### [Task brief]
Without including any picture, repeat the records below exactly.
'''
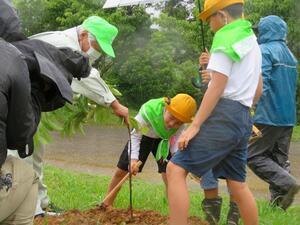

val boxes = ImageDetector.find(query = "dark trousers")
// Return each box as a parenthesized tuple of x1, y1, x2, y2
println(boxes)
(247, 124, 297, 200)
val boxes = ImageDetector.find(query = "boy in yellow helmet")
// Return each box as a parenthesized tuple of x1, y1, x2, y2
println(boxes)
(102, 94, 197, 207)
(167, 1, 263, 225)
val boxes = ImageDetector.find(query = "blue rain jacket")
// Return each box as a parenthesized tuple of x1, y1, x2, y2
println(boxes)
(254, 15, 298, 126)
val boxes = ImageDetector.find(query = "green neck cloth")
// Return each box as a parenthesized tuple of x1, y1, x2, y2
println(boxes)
'''
### [Answer to the problem]
val boxes = ImageDetector.find(query = "dark trousers")
// Return each box as a parenthesized tuple of x1, y1, x2, y2
println(boxes)
(247, 124, 297, 200)
val boxes = ImageDetector.find(query = "boy in yellow helmet")
// Return each box as a parenthesized tuple of x1, y1, x2, y2
println(boxes)
(102, 94, 197, 207)
(167, 1, 263, 225)
val boxes = ImageDetector.find(query = "blue rain jacket")
// Return each box as a parenthesized tuple of x1, y1, x2, y2
println(boxes)
(254, 15, 298, 126)
val boxes = ImageDetector.find(query = "green neck cloth")
// Return each box as a parenthesized tuple of x1, y1, x2, y2
println(boxes)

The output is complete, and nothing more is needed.